▶ WHAT TO PRODUCE: In the excerpt on divisors of function fields, what does the theorem say about the quotient of the degree-zero divisors modulo the principal divisors?

▶ SELECTED EXCERPT:

=-=-=

When $K$ is a finite separable extension of $\F(t)$, we define the
divisor group $D_K$ of $K$ to be the free abelian group on all the
valuations~$v$.  For each $v$ the number of elements of the residue class
field $\F_v = \O_v/\wp_v$ of $v$ is a power, say $q^{n_v}$, of the number~$q$
of elements in $\F_v$.  We call $n_v$ the degree of $v$, and similarly
define $\sum n_v d_v$ to be the degree of the divisor $\sum n_v\cdot v$.
The divisors of degree $0$ form a group $D_K^0$.  
As before, the principal divisor attached to $a\in K^*$  is 
$\sum \ord_v(a) \cdot v \in D_K$.
The following theorem is proved in the same way as Theorem~\ref{thm:classgrpfin}.
\begin{theorem}\label{thm:finclassgrpff}\ithm{finiteness of function field class group}
The quotient of $D_K^0$ modulo the principal divisors is
a finite group.

=-=-=

▶ SOURCE MATERIAL:
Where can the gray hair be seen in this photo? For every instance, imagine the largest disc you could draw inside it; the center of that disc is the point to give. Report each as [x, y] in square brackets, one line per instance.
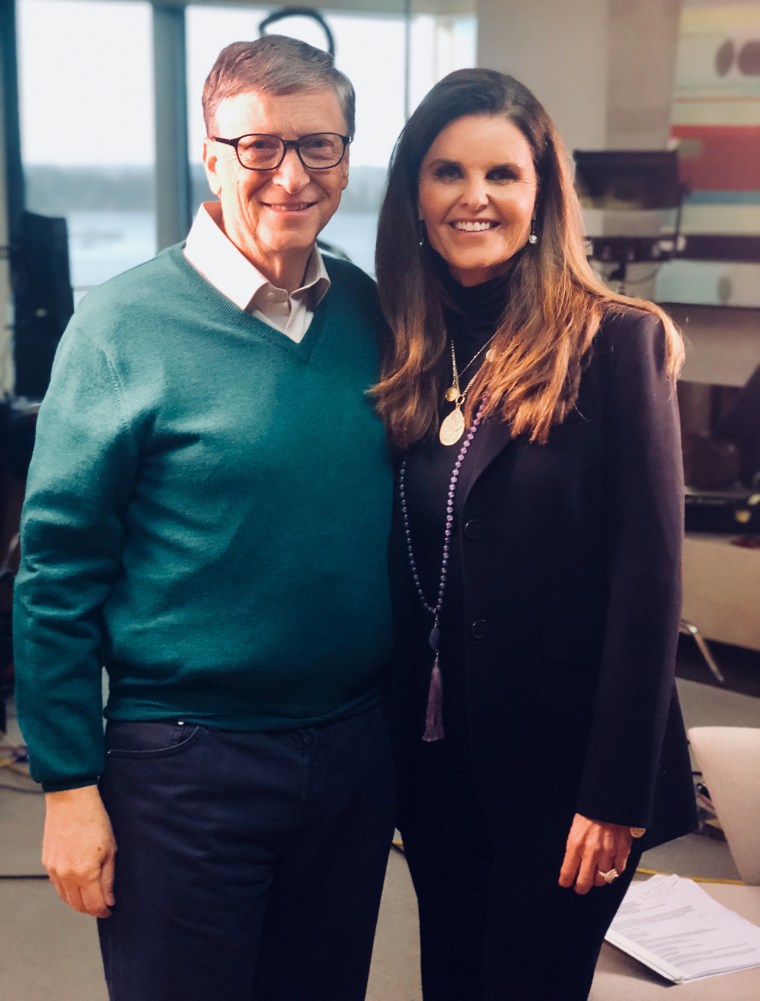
[274, 64]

=-=-=

▶ THE COMPLETED TASK: It is a finite group.